**Written problem A**.
Answer these questions about the forum post on Storm and Cassandra, one per line:
(i) In which method does the poster create the Cassandra cluster connection and session?
(ii) Which load balancing policy is passed to the cluster builder?
(iii) According to the linked page, what is a good idea for performance?

**Source excerpt**.
** Start **

2
votes

Storm Topology reads data from kafka and write into cassandra tables

In Storm i am creating cassandra cluster connection and session in prepare method.

cassandraCluster = Cluster.builder().withoutJMXReporting().withoutMetrics()
            .addContactPoints(nodes)
            .withRetryPolicy(DowngradingConsistencyRetryPolicy.INSTANCE)
            .withReconnectionPolicy(new ExponentialReconnectionPolicy(100L,
                    TimeUnit.MINUTES.toMillis(5)))
            .withLoadBalancingPolicy(
                    new TokenAwarePolicy(new RoundRobinPolicy()))
            .build();

session = cassandraCluster.connect(keyspace);

In execute method i can process the tuple and save it in cassandra table

Suppose if i want to write data from single tuple into multiple table Writing separate bolt for each table will be good choice. But i have to create cluster connection and session each table in each bolt.

But in this link single connection per cluster will be a good idea for performance http://www.datastax.com/dev/blog/4-simple-rules-when-using-the-datastax-drivers-for-cassandra

Did any of you have any idea on creating cluster connection in one bolt and use this connection in other bolt?

** End **

**Written problem B**.
Collect every line of the listing below that contains the word "rope".

**Provided data**.
** Start **

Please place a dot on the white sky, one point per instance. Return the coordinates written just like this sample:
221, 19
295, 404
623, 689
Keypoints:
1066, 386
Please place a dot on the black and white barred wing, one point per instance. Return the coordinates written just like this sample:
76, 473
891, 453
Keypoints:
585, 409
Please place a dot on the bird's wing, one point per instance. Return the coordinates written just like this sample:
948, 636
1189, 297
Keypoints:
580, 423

** End **
** Start **

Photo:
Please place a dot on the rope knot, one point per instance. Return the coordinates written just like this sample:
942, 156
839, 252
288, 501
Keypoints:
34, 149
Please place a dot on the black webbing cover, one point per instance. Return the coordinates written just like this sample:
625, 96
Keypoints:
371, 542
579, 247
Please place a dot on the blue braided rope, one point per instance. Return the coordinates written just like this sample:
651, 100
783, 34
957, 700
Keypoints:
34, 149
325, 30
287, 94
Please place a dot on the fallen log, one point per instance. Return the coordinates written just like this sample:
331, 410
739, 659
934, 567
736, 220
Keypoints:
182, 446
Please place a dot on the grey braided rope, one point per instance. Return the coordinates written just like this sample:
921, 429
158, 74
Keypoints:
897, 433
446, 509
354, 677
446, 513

** End **

**Output A**.
(i) The prepare method.
(ii) A TokenAwarePolicy wrapping a new RoundRobinPolicy.
(iii) A single connection per cluster.

**Output B**.
Please place a dot on the rope knot, one point per instance. Return the coordinates written just like this sample:
Please place a dot on the blue braided rope, one point per instance. Return the coordinates written just like this sample:
Please place a dot on the grey braided rope, one point per instance. Return the coordinates written just like this sample:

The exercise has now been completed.